Extract provided:
When calculating square roots computers we can employ various techniques.

# Introduction

I remember in high school, I had this great math teacher teaching algebra. She taught that a we can find a square root or factor out a square root by writing out the factors of said number. For instance, for $\sqrt{125}$, we can divide $125$ by 5 to get 25, then divide 25 by 5 to obtain 5. Then, if there are pairs of the same number we can factor it out with the remaining numbers staying within the square root resulting in $5\sqrt{5}$.

Now, I wondered, how is it that computers calculate square roots.

Object position labeling data
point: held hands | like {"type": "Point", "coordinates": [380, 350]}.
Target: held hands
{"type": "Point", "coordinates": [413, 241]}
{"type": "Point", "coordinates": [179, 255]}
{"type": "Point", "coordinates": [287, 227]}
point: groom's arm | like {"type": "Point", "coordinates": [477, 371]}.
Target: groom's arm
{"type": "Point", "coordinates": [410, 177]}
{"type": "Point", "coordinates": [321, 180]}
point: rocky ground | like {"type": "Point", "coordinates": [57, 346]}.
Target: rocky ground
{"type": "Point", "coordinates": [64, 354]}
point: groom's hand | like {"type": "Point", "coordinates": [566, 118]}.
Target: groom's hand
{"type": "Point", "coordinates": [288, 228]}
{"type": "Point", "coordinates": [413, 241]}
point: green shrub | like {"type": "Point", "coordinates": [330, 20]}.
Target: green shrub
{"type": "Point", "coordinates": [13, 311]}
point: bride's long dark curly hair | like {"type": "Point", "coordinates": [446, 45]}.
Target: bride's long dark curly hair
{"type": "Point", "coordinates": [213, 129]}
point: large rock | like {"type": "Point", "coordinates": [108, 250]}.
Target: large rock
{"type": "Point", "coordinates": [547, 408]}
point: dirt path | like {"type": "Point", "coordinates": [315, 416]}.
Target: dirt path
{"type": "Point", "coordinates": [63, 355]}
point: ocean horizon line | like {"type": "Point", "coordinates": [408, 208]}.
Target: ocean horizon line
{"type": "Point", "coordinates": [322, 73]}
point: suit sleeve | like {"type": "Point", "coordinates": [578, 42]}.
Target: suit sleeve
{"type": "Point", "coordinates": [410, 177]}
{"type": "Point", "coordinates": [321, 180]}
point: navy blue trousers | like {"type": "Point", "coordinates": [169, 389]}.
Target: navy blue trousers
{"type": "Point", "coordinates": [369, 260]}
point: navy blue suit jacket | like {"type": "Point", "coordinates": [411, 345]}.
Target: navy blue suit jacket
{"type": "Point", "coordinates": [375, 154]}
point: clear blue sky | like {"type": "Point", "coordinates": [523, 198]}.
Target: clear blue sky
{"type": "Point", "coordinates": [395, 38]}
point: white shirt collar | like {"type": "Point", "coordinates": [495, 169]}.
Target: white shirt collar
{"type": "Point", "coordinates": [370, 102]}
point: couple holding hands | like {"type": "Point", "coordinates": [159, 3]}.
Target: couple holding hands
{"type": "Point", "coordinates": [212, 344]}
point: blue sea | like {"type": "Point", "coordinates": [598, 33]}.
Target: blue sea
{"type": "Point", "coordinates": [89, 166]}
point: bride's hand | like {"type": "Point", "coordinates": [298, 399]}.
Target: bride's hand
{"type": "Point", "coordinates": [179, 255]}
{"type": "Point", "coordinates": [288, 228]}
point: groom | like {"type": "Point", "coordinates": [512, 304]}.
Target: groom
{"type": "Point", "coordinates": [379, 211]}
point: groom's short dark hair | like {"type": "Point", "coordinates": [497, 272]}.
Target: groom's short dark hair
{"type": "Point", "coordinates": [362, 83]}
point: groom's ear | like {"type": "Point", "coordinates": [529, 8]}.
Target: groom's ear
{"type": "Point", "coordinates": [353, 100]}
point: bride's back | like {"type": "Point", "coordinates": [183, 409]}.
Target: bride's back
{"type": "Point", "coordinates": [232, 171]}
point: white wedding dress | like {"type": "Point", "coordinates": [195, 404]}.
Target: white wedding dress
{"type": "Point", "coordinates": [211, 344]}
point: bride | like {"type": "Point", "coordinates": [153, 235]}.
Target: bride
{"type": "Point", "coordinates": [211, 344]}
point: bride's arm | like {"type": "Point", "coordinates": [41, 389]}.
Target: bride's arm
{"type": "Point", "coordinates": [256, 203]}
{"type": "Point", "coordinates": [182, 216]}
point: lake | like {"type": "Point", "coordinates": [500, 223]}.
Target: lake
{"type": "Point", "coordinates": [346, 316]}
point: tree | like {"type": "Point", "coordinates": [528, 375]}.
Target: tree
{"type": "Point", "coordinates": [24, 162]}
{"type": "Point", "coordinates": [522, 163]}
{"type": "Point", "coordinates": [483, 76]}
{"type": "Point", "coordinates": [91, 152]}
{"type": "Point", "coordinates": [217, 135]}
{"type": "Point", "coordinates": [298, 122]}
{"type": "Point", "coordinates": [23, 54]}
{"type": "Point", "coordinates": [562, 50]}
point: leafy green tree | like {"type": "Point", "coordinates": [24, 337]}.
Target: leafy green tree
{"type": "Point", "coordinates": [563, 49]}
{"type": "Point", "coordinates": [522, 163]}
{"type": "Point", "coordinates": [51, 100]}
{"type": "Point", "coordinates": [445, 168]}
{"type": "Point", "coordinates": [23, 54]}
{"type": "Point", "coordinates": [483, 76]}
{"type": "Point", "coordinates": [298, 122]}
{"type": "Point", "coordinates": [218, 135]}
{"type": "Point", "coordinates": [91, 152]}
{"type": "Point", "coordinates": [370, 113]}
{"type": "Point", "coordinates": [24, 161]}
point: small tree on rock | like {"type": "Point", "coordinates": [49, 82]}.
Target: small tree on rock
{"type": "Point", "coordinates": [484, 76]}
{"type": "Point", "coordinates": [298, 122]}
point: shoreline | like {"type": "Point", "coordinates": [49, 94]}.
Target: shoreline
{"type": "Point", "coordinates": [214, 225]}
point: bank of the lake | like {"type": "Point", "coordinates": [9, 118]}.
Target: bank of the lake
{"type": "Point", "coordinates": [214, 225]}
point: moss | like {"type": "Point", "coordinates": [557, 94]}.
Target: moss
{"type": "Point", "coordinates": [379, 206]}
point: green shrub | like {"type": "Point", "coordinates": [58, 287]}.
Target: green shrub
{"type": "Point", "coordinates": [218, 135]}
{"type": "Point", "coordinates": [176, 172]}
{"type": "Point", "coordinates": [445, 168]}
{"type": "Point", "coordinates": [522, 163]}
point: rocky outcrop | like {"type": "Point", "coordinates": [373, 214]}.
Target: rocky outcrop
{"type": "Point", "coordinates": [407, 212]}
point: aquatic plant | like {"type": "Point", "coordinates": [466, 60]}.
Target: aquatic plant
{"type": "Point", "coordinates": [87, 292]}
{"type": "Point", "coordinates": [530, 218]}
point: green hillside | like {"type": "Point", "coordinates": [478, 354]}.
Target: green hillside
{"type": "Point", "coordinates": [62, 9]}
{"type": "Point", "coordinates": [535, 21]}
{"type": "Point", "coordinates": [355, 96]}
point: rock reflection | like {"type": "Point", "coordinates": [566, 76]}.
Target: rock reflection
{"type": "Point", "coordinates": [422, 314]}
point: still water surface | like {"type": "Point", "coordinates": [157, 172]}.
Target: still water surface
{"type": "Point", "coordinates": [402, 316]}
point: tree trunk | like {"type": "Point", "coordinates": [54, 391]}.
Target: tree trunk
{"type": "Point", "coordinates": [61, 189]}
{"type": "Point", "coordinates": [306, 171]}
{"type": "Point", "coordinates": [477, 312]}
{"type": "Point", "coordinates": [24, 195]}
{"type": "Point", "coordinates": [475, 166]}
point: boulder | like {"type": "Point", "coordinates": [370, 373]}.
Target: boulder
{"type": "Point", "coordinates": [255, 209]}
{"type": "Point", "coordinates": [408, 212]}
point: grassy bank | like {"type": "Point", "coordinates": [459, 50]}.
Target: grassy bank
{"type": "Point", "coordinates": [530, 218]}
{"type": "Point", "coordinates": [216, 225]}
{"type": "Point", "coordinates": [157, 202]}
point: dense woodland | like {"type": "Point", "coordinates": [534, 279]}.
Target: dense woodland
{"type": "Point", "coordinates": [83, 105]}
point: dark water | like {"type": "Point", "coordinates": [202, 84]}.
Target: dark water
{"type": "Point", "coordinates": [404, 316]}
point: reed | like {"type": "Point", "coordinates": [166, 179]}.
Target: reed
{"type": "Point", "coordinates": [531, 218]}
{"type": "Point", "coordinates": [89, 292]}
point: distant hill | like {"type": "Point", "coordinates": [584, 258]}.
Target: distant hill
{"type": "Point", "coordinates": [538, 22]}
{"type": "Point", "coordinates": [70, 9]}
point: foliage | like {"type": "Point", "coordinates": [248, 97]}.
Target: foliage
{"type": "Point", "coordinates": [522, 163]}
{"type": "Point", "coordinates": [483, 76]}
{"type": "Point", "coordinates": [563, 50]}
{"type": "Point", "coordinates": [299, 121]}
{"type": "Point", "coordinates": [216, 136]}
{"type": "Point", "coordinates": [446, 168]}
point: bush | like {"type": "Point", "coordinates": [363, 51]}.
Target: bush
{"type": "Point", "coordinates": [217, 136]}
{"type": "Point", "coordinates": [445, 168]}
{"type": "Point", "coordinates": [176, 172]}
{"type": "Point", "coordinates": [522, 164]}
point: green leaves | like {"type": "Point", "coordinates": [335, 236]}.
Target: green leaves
* * *
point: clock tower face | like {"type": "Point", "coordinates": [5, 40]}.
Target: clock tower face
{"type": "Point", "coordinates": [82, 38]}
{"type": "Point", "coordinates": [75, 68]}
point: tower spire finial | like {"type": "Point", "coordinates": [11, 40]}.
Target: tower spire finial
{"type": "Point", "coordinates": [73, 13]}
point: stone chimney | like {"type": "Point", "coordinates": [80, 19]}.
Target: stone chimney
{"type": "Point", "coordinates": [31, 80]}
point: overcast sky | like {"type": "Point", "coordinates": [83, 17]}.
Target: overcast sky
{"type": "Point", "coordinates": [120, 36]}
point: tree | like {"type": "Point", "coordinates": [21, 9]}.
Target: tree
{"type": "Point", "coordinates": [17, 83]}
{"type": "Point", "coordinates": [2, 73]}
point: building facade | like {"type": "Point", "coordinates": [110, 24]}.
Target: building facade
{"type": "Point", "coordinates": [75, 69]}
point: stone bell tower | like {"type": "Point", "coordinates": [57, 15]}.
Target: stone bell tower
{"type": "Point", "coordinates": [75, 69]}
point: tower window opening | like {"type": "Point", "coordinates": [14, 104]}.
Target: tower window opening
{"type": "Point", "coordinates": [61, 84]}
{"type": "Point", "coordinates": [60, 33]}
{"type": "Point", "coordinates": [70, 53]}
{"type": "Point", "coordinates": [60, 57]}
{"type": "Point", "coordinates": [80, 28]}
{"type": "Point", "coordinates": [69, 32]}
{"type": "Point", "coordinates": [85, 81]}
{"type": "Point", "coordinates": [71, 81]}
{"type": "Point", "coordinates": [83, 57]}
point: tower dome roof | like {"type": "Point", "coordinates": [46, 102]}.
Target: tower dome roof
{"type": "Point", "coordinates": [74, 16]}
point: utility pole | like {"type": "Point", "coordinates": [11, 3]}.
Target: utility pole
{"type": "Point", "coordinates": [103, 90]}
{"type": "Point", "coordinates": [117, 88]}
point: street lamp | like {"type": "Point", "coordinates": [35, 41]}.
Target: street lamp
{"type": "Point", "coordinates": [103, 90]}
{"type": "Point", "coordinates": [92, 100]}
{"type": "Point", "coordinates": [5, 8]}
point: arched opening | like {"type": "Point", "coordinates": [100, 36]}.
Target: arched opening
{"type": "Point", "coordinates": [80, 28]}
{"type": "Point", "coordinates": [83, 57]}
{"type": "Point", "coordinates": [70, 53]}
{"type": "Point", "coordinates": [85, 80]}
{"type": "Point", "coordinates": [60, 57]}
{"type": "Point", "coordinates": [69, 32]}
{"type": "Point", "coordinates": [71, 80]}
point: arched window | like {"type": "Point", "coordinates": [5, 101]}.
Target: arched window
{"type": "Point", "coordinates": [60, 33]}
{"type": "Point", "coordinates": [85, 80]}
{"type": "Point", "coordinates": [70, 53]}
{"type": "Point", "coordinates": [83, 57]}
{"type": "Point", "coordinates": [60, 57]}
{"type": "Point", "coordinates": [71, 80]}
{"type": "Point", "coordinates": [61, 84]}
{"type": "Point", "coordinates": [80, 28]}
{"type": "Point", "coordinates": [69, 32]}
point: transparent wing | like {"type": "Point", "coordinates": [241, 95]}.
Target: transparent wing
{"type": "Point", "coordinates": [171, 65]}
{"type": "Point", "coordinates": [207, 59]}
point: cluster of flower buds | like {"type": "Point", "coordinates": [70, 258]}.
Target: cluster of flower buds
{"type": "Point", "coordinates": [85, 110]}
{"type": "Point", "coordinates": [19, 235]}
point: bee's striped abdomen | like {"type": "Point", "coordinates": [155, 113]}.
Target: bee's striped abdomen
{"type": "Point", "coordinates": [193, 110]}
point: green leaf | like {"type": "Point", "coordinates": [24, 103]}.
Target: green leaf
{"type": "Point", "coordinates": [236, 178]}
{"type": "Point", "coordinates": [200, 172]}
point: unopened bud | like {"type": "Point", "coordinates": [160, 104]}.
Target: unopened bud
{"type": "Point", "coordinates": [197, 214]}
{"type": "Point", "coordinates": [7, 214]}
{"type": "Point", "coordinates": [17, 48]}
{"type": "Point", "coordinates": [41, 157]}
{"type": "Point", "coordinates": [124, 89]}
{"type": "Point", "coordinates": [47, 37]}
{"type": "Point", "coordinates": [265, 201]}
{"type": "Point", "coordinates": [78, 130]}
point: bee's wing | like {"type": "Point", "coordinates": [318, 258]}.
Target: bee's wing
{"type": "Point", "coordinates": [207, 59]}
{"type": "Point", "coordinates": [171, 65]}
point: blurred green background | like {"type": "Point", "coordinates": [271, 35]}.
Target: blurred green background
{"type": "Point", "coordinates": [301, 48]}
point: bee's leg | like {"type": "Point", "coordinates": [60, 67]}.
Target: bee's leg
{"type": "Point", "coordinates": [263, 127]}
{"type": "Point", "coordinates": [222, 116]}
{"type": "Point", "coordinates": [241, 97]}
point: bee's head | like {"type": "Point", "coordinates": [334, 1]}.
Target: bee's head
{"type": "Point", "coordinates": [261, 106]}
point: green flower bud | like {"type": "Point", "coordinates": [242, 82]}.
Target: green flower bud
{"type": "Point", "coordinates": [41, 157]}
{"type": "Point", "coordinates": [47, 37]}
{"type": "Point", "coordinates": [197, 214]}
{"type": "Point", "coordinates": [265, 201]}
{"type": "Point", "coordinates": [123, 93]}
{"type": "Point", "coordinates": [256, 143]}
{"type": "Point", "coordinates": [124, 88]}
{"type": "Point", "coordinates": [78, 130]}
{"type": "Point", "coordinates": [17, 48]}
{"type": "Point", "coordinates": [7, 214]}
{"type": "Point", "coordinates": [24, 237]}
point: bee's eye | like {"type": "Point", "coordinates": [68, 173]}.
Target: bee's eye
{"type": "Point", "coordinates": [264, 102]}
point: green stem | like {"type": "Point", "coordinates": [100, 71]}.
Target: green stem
...
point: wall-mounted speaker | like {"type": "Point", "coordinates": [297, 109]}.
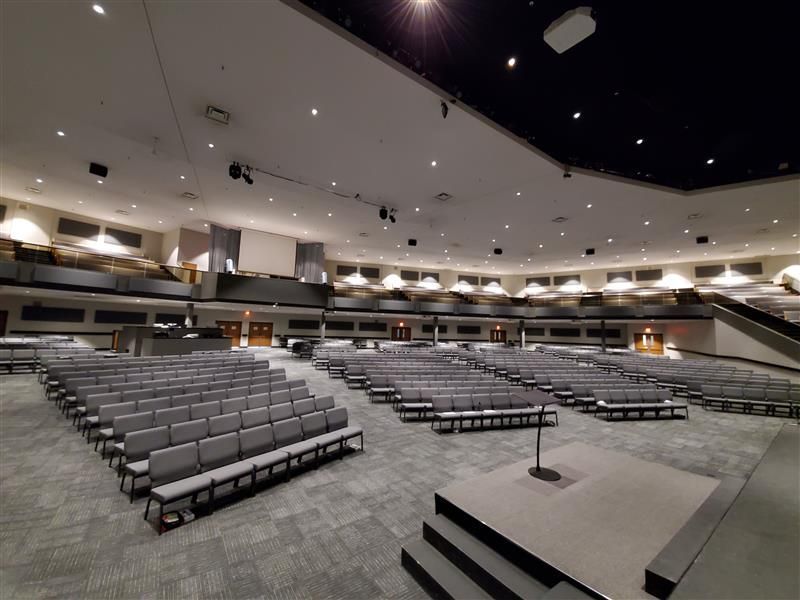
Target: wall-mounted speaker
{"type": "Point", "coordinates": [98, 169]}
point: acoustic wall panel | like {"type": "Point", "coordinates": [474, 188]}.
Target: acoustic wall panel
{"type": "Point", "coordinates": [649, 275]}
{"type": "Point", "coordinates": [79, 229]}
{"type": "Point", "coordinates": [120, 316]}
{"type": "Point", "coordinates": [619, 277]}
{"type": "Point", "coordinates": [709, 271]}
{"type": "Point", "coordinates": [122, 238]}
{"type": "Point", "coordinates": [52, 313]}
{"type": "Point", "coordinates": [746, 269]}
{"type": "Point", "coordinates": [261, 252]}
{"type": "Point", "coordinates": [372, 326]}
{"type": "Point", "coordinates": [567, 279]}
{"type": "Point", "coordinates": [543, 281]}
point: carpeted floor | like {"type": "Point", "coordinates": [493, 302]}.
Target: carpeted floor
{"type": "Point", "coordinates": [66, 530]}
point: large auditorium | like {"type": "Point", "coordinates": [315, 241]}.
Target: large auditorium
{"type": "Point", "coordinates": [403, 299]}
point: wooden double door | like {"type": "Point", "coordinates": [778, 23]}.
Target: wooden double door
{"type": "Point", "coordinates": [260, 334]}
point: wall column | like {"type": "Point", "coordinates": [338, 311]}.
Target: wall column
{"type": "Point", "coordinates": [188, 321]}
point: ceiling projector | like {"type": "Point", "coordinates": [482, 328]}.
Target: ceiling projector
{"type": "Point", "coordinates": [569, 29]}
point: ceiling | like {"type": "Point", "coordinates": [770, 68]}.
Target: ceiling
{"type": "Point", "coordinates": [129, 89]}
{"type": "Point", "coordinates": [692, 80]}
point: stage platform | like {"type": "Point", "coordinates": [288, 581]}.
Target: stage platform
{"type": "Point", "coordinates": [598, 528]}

To-do list:
(a) Update the square root text from "I remember in" up to and including "calculate square roots.", swapping "algebra" for "geometry".
(b) In the square root text, what result does factoring $\sqrt{125}$ produce?
(c) Pick up the text on computing square roots after its last sentence and continue it.

Answers:
(a)
I remember in high school, I had this great math teacher teaching geometry. She taught that a we can find a square root or factor out a square root by writing out the factors of said number. For instance, for $\sqrt{125}$, we can divide $125$ by 5 to get 25, then divide 25 by 5 to obtain 5. Then, if there are pairs of the same number we can factor it out with the remaining numbers staying within the square root resulting in $5\sqrt{5}$.

Now, I wondered, how is it that computers calculate square roots.

(b) $5\sqrt{5}$

(c)
# Babylonian Method

Let's have $\sqrt{y}$ be the number we are trying to acquire in the function $\sqrt{y}=x$. If we guess what $x$ is then there would be a resulting error $e$, so $\sqrt{y}=x+e\rightarrow y=(x+e)^2$. we expand the binomial to $y=e^2+2ex+x^2$ and solve for $e$ $$e=\frac{y-x^2}{2x-e}$$ The next step requires us to assume that the error is way smaller than $x$. When $e$ is a lot smaller than $x$ then we can say that $\frac{y-x^2}{2x+e}$ is close to $\frac{y-x^2}{2x}$, so $\frac{y-x^2}{2x+e}\approx \frac{y-x^2}{2x}$, by the way I remember doing this exact approximation in an analytical chemistry class. We can use this to get closer to the square root from the initial guess. So, $$x\approx x_0^2$$ where $x_0$ is the initial guess, is farther away from $x$ than $$x\approx x_0+\frac{y-x_0^2}{2x_0}=\frac{\frac{y}{x_0}+x_0}{2}=x_1$$ We can then repeat the this until it has converged sufficiently.
Here is a quick implementation in C

double babyloniansqrt(double y)
{
/* Initial Guess */
double x = y / 2;

/* Accuracy level */
double e = 0.0000001;

while (x*x - y > e)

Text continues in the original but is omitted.